Premier cercle, deuxième cercle, on peut même y ajouter un troisième, en comptant cette foule de scientifiques de bonne volonté qui ont voulu apporter leur pierre à l’édifice. Ce physicien, par exemple, qui est passé aux échelles logarithmiques pour montrer les proximités des croissances chinoises, italiennes, françaises et qui voulait alerter sur les sommets catastrophiques à venir. Ou cet astrophysicien qui lui aussi à partir des mêmes données livre des bulletins météo inquiétants. « J’ai reçu pas mal de choses plus ou moins loufoques, ou des messages hebdomadaires qui se contentaient de prolonger les courbes… Dans le lot, forcément, il y a eu des choses justes », se rappelle Jean-Stéphane Dhersin, qui met en avant le caractère « altruiste » des mathématiciens et « l’expérience humaine agréable » qu’il a vécue.

Données enregistrées
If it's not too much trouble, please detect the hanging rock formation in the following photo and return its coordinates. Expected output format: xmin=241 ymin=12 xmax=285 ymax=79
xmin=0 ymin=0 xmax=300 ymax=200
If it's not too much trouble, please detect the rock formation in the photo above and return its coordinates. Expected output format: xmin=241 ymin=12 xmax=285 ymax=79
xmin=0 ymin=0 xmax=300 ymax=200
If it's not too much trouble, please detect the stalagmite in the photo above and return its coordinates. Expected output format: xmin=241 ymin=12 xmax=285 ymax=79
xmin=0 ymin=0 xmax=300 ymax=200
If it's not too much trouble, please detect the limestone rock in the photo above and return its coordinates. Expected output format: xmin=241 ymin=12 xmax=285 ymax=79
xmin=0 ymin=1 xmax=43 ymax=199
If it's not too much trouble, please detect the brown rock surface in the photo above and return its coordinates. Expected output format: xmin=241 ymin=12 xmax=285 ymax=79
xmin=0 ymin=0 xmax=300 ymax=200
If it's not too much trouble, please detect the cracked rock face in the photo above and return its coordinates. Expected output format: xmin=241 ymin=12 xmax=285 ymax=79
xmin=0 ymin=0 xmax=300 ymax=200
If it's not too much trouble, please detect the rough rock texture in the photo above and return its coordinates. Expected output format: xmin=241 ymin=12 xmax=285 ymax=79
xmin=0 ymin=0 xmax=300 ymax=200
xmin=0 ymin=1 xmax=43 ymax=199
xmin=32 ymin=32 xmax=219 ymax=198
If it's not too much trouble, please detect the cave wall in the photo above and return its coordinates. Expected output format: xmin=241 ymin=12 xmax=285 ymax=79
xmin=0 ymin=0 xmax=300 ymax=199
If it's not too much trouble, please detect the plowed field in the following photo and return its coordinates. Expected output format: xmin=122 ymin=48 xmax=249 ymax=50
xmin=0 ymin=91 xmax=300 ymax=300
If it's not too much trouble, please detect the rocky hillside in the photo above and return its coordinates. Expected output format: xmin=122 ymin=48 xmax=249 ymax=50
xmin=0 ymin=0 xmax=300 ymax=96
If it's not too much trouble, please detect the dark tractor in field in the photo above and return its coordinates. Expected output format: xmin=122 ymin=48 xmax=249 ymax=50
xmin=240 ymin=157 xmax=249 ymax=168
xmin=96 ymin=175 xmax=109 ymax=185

VOTRE TÂCHE
Dans l'extrait du document, à quelles échelles le physicien cité en exemple est-il passé pour montrer les proximités des croissances chinoises, italiennes et françaises ?

RÉPONSE ATTENDUE
Il est passé aux échelles logarithmiques.